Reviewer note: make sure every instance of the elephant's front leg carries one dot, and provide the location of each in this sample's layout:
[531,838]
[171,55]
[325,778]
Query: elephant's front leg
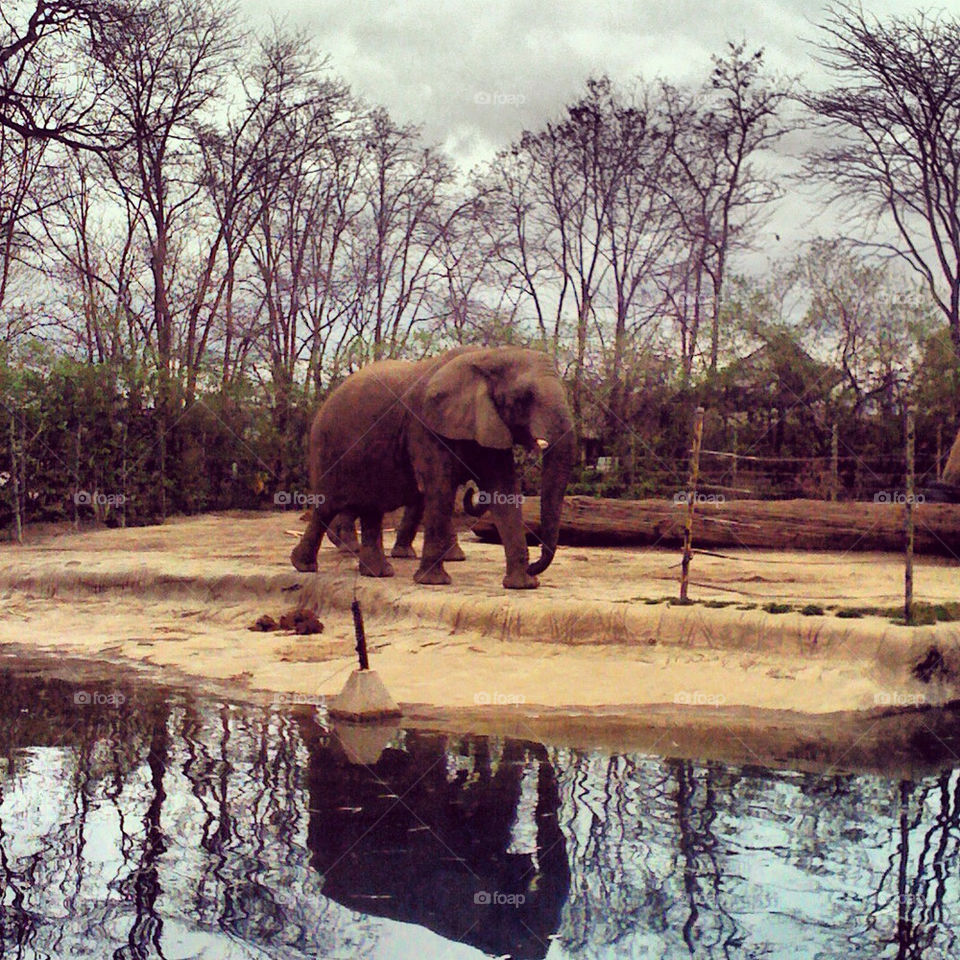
[437,534]
[412,515]
[409,524]
[304,555]
[508,516]
[373,563]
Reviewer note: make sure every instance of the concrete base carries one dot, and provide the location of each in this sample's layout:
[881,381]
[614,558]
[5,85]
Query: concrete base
[364,697]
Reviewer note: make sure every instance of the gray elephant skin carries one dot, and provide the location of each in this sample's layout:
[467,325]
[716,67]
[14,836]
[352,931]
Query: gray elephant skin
[406,434]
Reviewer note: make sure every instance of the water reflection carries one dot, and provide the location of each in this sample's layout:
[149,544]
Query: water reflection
[163,825]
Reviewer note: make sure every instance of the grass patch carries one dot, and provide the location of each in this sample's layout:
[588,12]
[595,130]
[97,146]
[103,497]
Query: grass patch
[774,607]
[925,614]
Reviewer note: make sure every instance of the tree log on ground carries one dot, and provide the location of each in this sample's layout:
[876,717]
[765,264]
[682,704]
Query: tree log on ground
[773,525]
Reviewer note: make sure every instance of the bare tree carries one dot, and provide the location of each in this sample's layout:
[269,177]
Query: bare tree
[893,123]
[718,192]
[167,68]
[35,40]
[395,241]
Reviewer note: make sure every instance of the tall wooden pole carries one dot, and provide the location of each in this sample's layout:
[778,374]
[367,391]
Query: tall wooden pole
[691,501]
[834,463]
[908,522]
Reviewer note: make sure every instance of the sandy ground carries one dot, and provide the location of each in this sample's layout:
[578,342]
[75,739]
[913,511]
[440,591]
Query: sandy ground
[182,596]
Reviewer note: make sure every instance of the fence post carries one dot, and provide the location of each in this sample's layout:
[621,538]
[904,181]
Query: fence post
[834,463]
[734,470]
[908,522]
[361,635]
[691,501]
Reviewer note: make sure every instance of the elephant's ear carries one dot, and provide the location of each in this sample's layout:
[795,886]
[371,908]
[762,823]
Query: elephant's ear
[458,405]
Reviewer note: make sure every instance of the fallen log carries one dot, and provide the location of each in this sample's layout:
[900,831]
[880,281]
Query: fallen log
[773,525]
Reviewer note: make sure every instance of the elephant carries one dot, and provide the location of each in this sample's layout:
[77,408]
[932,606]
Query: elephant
[401,433]
[343,534]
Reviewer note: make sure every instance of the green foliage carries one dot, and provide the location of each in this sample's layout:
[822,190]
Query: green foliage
[774,607]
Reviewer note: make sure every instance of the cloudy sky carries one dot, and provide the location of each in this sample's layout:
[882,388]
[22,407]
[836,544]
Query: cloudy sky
[475,73]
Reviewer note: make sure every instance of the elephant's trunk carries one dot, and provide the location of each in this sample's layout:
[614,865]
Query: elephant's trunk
[558,460]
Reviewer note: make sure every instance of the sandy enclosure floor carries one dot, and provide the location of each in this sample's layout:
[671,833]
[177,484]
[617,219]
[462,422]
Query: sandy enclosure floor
[183,595]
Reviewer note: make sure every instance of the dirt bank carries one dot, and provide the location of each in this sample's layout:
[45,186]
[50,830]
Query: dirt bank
[598,633]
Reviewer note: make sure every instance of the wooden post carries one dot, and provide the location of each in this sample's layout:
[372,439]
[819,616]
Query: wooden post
[15,455]
[908,522]
[691,501]
[361,636]
[733,471]
[834,463]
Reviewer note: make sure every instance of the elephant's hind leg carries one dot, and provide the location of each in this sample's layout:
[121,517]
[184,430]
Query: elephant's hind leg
[412,515]
[437,538]
[343,532]
[373,563]
[304,555]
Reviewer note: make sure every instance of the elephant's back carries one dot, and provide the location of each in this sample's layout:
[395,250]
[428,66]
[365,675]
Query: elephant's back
[356,441]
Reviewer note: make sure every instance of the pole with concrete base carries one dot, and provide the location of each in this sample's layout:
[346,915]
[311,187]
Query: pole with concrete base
[364,698]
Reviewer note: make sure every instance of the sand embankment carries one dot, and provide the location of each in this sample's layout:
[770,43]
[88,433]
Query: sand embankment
[597,635]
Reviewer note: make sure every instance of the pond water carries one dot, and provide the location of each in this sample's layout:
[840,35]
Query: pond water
[137,822]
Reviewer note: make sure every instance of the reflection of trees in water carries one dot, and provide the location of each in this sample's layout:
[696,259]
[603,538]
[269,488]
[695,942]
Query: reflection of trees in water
[157,809]
[672,858]
[439,832]
[911,907]
[243,825]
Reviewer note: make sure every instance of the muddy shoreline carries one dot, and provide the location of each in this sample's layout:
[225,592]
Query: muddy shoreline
[596,656]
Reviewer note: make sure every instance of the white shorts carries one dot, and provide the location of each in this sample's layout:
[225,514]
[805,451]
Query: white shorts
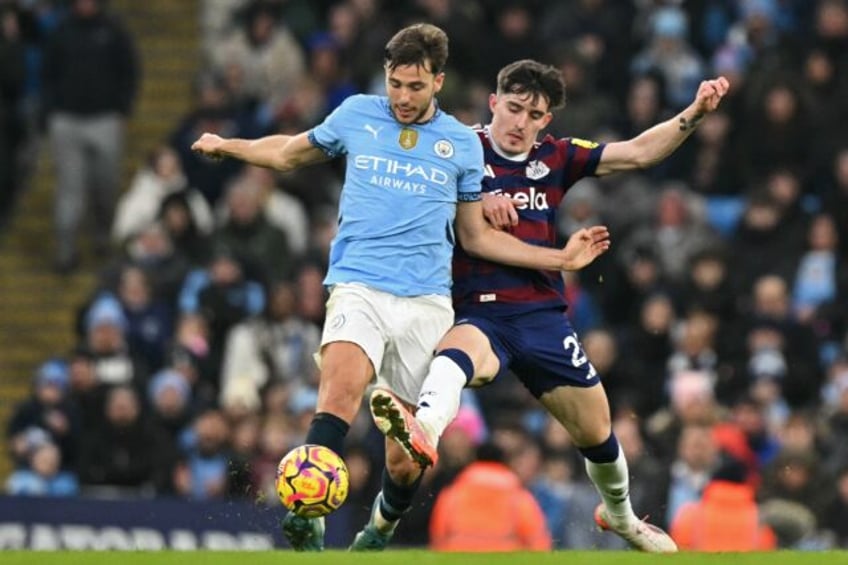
[398,333]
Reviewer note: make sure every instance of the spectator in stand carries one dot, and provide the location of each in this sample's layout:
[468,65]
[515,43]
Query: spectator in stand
[797,476]
[203,473]
[820,286]
[835,197]
[690,471]
[276,346]
[280,208]
[836,516]
[647,346]
[170,401]
[90,83]
[153,251]
[757,246]
[223,295]
[263,54]
[12,77]
[471,514]
[262,247]
[213,109]
[726,518]
[161,177]
[190,243]
[44,475]
[127,454]
[669,53]
[677,233]
[50,409]
[779,118]
[106,340]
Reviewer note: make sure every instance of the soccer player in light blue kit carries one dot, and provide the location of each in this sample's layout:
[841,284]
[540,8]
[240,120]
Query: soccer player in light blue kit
[413,176]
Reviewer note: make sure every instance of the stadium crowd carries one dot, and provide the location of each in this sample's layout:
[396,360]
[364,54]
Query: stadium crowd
[717,320]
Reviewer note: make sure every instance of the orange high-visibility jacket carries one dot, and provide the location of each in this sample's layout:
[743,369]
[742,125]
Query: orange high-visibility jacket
[725,519]
[487,508]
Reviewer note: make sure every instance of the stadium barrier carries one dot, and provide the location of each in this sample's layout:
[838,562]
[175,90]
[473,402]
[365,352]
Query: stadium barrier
[40,523]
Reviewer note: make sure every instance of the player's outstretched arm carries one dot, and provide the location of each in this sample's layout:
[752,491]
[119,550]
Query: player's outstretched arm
[480,239]
[655,144]
[584,246]
[281,152]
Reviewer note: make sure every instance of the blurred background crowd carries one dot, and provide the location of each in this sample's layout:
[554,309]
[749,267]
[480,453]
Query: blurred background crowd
[717,320]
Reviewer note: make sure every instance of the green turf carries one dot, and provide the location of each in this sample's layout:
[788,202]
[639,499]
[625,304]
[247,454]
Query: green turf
[420,558]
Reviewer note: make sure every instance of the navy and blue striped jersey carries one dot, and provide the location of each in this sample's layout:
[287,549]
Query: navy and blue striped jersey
[537,185]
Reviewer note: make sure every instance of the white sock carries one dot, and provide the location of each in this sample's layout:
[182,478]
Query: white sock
[612,482]
[438,402]
[383,524]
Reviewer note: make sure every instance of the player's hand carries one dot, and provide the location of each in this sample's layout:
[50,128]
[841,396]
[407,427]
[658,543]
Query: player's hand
[499,210]
[209,144]
[710,92]
[584,246]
--------------------
● **Exercise prompt**:
Without the pictures, restate all of the entries above verbatim.

● **Full solution**:
Reviewer note: make sure every instance of the elephant's front leg carries one dot, and provide the location of each in this sample's layout:
[531,838]
[171,55]
[325,778]
Query: elephant's front leg
[437,534]
[412,515]
[409,524]
[304,555]
[508,516]
[373,563]
Reviewer note: make sure every instance of the concrete base carries one dot, and provide the location of each in this sample's layout:
[881,381]
[614,558]
[5,85]
Query: concrete base
[364,697]
Reviewer note: make sure every instance of the gray elephant skin carries one dot, and provide the location of each in this sample's layout:
[467,325]
[716,67]
[14,836]
[352,931]
Query: gray elephant skin
[406,434]
Reviewer note: make sure every instance of the water reflection carries one dot, and provide the location of each in this sample's layout:
[149,544]
Query: water reflection
[163,825]
Reviewer note: make sure every instance of the grass patch carries one dot, and provide the location of each in this sample's layout:
[588,12]
[595,130]
[97,146]
[103,497]
Query: grass patch
[774,607]
[925,614]
Reviewer note: make sure every instance of the tree log on ground carries one dot, and provide the location of each in this sample's layout:
[876,717]
[765,264]
[682,704]
Query: tree log on ground
[773,525]
Reviewer note: make sure every instance of the bare tree carries one dot, and provide the location of each in this sample's layout:
[269,177]
Query: bare tree
[893,123]
[718,192]
[167,68]
[35,40]
[395,241]
Reviewer note: make sure every instance of the tall wooden pole carries one dot, and provide the location of each in this sample's layout:
[778,374]
[367,391]
Query: tall wooden pole
[691,501]
[834,463]
[908,522]
Reviewer note: make sure every instance of the sandy ground carries one dot, and provide the location of each in this sample's layout:
[578,342]
[75,739]
[913,511]
[440,591]
Query: sandy ground
[182,596]
Reviewer note: make sure every instance of the fence post carries one dot, and provide the location of each in this sample's layout:
[621,538]
[904,181]
Query: fence post
[834,463]
[734,470]
[908,522]
[361,635]
[691,501]
Reviewer note: make sure every instance of the elephant's ear carries one dot, and provide the location of each in this sample's layout:
[795,886]
[371,908]
[762,823]
Query: elephant's ear
[458,405]
Reviewer note: make sure every instance of the fallen log carries one dot, and provide the location of each in this sample's layout:
[900,831]
[880,281]
Query: fallen log
[773,525]
Reviewer note: make sure every instance of the elephant carries one dot, and provide the location of each in this sample's layout:
[77,408]
[932,606]
Query: elephant
[401,433]
[343,534]
Reviewer note: make sure every instance of the green foliage carries one dot, and provide the location of each in this sample's layout:
[822,190]
Query: green foliage
[774,607]
Reviewer note: make sure every instance of the cloudy sky carries one dot, and provide the location of each in this sample's layout:
[882,388]
[22,407]
[836,544]
Query: cloudy sky
[475,73]
Reviewer note: make sure every instance of the elephant's trunk carries one dot, and provide the location of each in this sample's layout:
[614,865]
Query: elephant's trunk
[558,460]
Reviewer note: make sure every instance of the sandy enclosure floor carries one dot, and provide the location of each in this sample's layout:
[671,833]
[177,484]
[617,219]
[462,422]
Query: sandy enclosure floor
[183,595]
Reviewer note: make sure every instance of the dirt bank carries one dot, and provide the location of each in this sample's layout:
[45,186]
[50,830]
Query: dirt bank
[598,633]
Reviewer note: make sure every instance of the wooden post carries one dot, and provide the location of each in this sample's layout:
[372,439]
[819,616]
Query: wooden post
[15,455]
[908,522]
[691,501]
[361,636]
[733,471]
[834,463]
Reviewer note: make sure every instance of the elephant's hind leg carries one dot, and provide the location of each in this sample's layout:
[121,517]
[184,430]
Query: elephant's hind leg
[412,515]
[437,538]
[343,532]
[373,563]
[304,555]
Reviewer note: make sure every instance of the elephant's back carries one dot, and provide the location of each in this sample's layout:
[395,250]
[428,66]
[365,675]
Query: elephant's back
[356,441]
Reviewer note: make sure every instance of the pole with concrete base carries one dot, and provide the location of each in this sample's layout:
[346,915]
[311,187]
Query: pole with concrete base
[364,698]
Reviewer note: make sure every instance of the sand embankment carries one dot, and provide the location of each in this sample's layout:
[770,43]
[88,433]
Query: sand embankment
[597,635]
Reviewer note: make sure every instance of the pond water carries one dot, and provide the location of each in this sample's layout:
[840,35]
Query: pond water
[137,822]
Reviewer note: make sure every instance of the reflection of trees in water carries one dot, and provide the location of each in this sample's layout:
[696,259]
[603,538]
[269,488]
[695,942]
Query: reflection of trees in water
[157,809]
[672,858]
[439,832]
[911,907]
[243,825]
Reviewer note: make sure every instance of the muddy shoreline carries one dot, and provide the location of each in this sample's layout:
[225,592]
Query: muddy shoreline
[596,656]
Reviewer note: make sure every instance of the white shorts carries one dot, and provide the location of each in this sample's layout:
[225,514]
[805,451]
Query: white shorts
[398,333]
Reviewer note: make sure every instance of the spectator in stand carries one dot, and provide the location of each in this sample's layout:
[468,65]
[515,43]
Query: spectator in stand
[797,476]
[203,473]
[820,286]
[835,197]
[690,471]
[276,346]
[280,208]
[836,516]
[647,346]
[170,401]
[90,83]
[153,251]
[757,246]
[223,295]
[263,54]
[12,77]
[471,514]
[262,247]
[213,109]
[726,518]
[161,177]
[190,243]
[44,475]
[127,454]
[669,53]
[677,233]
[50,409]
[779,118]
[106,340]
Reviewer note: make sure every instance of the soccer player in light blue kit carries one dot, and provide the location of each in this sample's layout:
[841,284]
[540,8]
[240,120]
Query: soccer player in light blue kit
[413,176]
Reviewer note: make sure every instance of the stadium crowd carries one dot, and provide the location of each in this sample's layout:
[396,360]
[364,54]
Query: stadium crowd
[717,320]
Reviewer note: make sure every instance of the orange high-visibility jacket carries one dot, and provide the location of each in this sample's layout:
[743,369]
[742,125]
Query: orange high-visibility jacket
[725,519]
[487,508]
Reviewer note: make sure every instance of the stadium barrier carries one dot, and provide the location of each in this sample's layout:
[838,562]
[175,90]
[473,402]
[365,352]
Query: stadium barrier
[40,523]
Reviewer note: make sure every instance of the player's outstretched arm carries one dot, and provide the location of each in this sample's layout:
[752,491]
[119,550]
Query: player's outstretched arm
[480,239]
[655,144]
[584,246]
[281,152]
Reviewer note: make sure every instance of the blurred background crowd carries one dot, and provide the location of each in this sample's layout:
[554,309]
[749,267]
[480,453]
Query: blurred background crowd
[717,320]
Reviewer note: make sure every instance of the green turf carries one dot, and provide the location of each in this sample's layout:
[788,202]
[639,499]
[625,304]
[247,454]
Query: green turf
[420,558]
Reviewer note: make sure every instance of the navy and blue striped jersey carries one dot, and provide the location of each in this sample's layout:
[287,549]
Query: navy and blue striped jersey
[537,185]
Reviewer note: make sure every instance of the white sock carries one dot, and provide the location of each in this sample's layout:
[182,478]
Query: white sock
[612,482]
[438,402]
[383,524]
Reviewer note: make sure every instance of the player's hand carries one dot, and provide the location of each in this sample's layout:
[50,128]
[841,396]
[407,427]
[658,543]
Query: player's hand
[499,210]
[209,144]
[710,92]
[584,246]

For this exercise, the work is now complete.